== WHAT YOU WILL DO ==
(1) According to the news excerpt, how many of California's counties does the curfew affect?
(2) Reproduce word for word the part of the news excerpt between "DeWine said he" and "after 10 p.m.", inclusive.

== EXTRACTED TEXT ==
<<<<

But it could take months before the vaccine becomes widely available. Pfizer has said the vaccine appears 95% effective at preventing the disease.
In Texas, Republican Gov. Greg Abbott has ruled out another shutdown and singled out El Paso county leaders for not enforcing restrictions already in place. The state’s attorney general, Ken Paxton, likened the county’s chief administrator to a “tyrant” after Paxton won an appeals court ruling blocking local leaders from shutting down gyms and other nonessential businesses.
Ohio Gov. Mike DeWine, also a Republican, failed to persuade leaders of the GOP-controlled legislature to reject a bill that would limit his administration’s power to deal with the crisis.
At issue is a Senate bill that would ban the state health department from issuing mandatory quarantine orders enforced against people who are not sick or exposed to disease — such as the order announced by the governor Tuesday setting a 10 p.m. curfew.
DeWine said he will veto the bill when it reaches his desk. Republicans in both the House and Senate have enough votes to override the veto if they choose.
“This bill is a disaster,” DeWine said Thursday. “This is not a bill that can become law.”
In California, the curfew affects 41 of the state’s 58 counties. Its impact will depend heavily on voluntary compliance. Some county sheriffs said they won’t enforce it the rules for people not on essential errands to stay home after 10 p.m.
The curfew is less strict than the near-total ban on nonessential business and travel that Democratic Gov. Gavin Newsom imposed in March, which he credited with flattening the rate of COVID-19 cases.
Rocco Temasamani, who was selling jewelry Friday at San Diego’s Ocean Beach, said the curfew will do little to curb the coronavirus and will instead anger people who consider it government overreach.

>>>>

== GIVEN DATA ==
<<<<

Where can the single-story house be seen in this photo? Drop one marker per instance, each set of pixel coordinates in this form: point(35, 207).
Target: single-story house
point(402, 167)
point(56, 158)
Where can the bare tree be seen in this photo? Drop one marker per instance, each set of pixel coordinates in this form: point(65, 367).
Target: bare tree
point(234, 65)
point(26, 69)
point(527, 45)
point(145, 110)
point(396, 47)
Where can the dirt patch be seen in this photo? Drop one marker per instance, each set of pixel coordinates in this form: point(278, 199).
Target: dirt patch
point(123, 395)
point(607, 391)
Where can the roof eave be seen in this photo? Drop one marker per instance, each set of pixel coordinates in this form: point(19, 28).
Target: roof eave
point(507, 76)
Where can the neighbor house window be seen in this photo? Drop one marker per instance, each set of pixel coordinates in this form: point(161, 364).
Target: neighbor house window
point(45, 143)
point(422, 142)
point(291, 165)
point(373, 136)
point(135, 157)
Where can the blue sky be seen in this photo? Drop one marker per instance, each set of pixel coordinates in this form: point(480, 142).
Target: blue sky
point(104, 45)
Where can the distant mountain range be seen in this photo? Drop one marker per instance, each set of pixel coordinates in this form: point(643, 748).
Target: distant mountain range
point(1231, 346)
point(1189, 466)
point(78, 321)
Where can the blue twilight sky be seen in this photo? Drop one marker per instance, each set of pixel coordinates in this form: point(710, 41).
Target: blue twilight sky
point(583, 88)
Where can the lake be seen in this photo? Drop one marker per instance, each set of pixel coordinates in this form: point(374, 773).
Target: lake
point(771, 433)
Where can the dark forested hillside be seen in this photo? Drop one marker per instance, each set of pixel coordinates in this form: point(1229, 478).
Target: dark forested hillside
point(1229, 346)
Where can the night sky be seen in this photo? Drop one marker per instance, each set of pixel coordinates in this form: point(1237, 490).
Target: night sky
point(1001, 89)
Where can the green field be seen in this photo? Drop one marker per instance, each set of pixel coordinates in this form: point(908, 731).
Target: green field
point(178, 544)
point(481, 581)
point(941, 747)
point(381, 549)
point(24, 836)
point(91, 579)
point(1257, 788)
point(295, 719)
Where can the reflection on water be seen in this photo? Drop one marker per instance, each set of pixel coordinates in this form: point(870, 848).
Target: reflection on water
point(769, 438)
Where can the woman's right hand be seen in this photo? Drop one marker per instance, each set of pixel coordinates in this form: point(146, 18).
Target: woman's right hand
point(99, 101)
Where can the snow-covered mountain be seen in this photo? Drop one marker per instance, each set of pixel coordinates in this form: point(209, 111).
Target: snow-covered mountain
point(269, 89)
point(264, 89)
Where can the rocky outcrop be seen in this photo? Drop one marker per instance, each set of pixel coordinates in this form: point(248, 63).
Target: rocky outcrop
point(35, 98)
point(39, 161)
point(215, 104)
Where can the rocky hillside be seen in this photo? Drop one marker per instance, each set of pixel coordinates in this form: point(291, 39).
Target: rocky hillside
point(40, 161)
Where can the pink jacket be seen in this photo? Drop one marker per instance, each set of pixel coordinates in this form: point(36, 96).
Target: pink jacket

>>>>

== ANSWERS ==
(1) The curfew affects 41 of the state's 58 counties.

(2)
DeWine said he will veto the bill when it reaches his desk. Republicans in both the House and Senate have enough votes to override the veto if they choose.
“This bill is a disaster,” DeWine said Thursday. “This is not a bill that can become law.”
In California, the curfew affects 41 of the state’s 58 counties. Its impact will depend heavily on voluntary compliance. Some county sheriffs said they won’t enforce it the rules for people not on essential errands to stay home after 10 p.m.